Task goal:
The entries are to be returned exactly as written.

Material for this task:
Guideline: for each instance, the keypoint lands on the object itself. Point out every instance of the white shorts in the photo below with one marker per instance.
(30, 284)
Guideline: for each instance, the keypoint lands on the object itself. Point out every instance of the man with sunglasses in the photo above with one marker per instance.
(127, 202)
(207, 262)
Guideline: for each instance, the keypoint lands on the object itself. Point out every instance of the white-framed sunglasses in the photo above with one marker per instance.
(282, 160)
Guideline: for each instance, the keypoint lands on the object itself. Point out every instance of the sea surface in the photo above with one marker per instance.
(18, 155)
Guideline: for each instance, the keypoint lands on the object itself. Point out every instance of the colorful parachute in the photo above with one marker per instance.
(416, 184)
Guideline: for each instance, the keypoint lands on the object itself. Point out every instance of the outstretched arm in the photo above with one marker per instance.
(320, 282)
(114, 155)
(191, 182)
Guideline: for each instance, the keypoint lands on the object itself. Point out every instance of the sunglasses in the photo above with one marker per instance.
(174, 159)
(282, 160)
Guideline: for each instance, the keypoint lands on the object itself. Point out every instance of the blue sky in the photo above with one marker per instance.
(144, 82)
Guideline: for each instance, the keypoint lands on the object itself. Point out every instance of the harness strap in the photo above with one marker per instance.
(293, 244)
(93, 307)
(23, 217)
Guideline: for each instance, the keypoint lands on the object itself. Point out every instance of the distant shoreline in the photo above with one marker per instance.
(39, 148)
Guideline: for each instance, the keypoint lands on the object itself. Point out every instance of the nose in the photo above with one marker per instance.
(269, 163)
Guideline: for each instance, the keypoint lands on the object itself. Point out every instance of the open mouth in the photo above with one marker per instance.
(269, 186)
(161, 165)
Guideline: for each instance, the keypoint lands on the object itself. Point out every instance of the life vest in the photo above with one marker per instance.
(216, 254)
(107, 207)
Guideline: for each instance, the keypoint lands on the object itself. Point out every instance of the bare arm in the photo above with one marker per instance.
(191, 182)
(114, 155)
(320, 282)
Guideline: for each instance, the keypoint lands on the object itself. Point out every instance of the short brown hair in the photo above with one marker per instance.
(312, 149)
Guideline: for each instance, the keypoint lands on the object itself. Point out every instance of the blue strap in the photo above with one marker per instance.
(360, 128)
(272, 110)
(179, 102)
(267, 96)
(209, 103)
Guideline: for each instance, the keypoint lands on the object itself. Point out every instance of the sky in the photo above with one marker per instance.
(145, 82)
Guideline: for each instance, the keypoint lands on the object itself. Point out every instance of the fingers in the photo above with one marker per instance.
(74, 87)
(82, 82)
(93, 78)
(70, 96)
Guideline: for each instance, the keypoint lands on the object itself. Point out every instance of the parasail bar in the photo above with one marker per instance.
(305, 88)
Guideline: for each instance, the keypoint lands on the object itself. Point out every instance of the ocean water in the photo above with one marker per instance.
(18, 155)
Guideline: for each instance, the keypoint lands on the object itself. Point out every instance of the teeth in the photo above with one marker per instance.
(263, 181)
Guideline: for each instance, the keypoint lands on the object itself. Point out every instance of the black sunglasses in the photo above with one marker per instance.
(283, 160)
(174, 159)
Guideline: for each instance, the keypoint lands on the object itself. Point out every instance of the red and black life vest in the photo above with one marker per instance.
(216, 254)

Finished task:
Guideline: for each instance, the keypoint lands on the object itself. Point out every instance of the white shorts in the photo below with one marker per instance.
(30, 284)
Guideline: for each instance, the keypoint lands on the object itself. Point out every instance of the man with sunglasses in the photo above with one marker per instance.
(127, 202)
(207, 262)
Guideline: for each instance, the keypoint lands on the object itself. Point out every instance of the white-framed sunglasses in the photo above with one marker per instance.
(282, 160)
Guideline: for each instance, the keypoint lands on the object itself. Point out every instance of the sea surface in the photo above with one marker per instance.
(18, 155)
Guideline: for each instance, the keypoint lands on the object itself. Point out every instance of the colorful parachute in the photo above with one marker per instance.
(416, 184)
Guideline: for each instance, the keypoint lands on the object itself. Point out every instance of the outstretched arm in the photo above with one marker per instance.
(320, 282)
(114, 155)
(191, 182)
Guideline: for each instance, the keypoint lands on the object itself. Point out every instance of the sunglasses in the photo above with one marker per instance.
(174, 159)
(282, 160)
Guideline: for each instance, the keypoint lands on the object itself. Point out every instance of the blue sky in the photo above with one marker per instance.
(144, 82)
Guideline: for each instance, the keypoint lands on the object itself. Point out every instance of the harness strap in the photo above with one marker per instance.
(293, 244)
(93, 307)
(23, 217)
Guideline: for each instance, the keypoint lands on the object itself. Point out every instance of the distant shoreline in the photo above with one marker per instance.
(39, 148)
Guideline: for each instance, the keypoint lands on the object itself. Point out every instance of the nose in the photo above with one marker per instance.
(269, 163)
Guideline: for each instance, the keypoint lands on the object itself. Point out every instance of the open mouth in the photo above with one marker per instance.
(269, 186)
(161, 165)
Guideline: for each instance, the keypoint lands on the object itself. Point out every instance of the life vest in the photo above with one marker per instance.
(216, 254)
(107, 207)
Guideline: for each instance, the keypoint lands on the object itself. Point out every instance of the bare arm in the photo above with one marker per instance.
(191, 182)
(114, 155)
(320, 282)
Guideline: for each instance, the keypoint lands on the object itself. Point out every instance of the short brown hair in the photo above with one marker per instance.
(312, 149)
Guideline: for each instance, the keypoint lands on the object itself. Point out every instance of the blue strap in the photo above with one marker per instance.
(360, 128)
(272, 110)
(179, 102)
(267, 96)
(209, 103)
Guideline: for each instance, the keypoint lands on the object itself. Point out every instance of the sky in the photo above with one marker per instance.
(145, 82)
Guideline: for each instance, the keypoint lands on the object itself. Point out every instance of the fingers in the photo above with one marker per instance.
(74, 87)
(82, 82)
(93, 78)
(70, 96)
Guideline: for each instance, the keypoint lands on the object itself. Point out every instance of the parasail bar in the photo above with one marker per instance.
(305, 88)
Guideline: for each instance, the keypoint lands on the object itself. Point out every instance of the ocean water in the photo above with one marker per instance.
(18, 155)
Guideline: for each instance, the keypoint lands on the object itself. Point out every instance of the teeth in the photo above with one marker per instance.
(263, 181)
Guideline: for each instance, the keypoint lands on the object itself. Point out every instance of the black sunglasses in the photo above with one marker per instance.
(283, 160)
(174, 159)
Guideline: for each instance, the keypoint lands on the object itself. Point out every instance of the red and black life vest in the photo above with one marker per instance.
(216, 254)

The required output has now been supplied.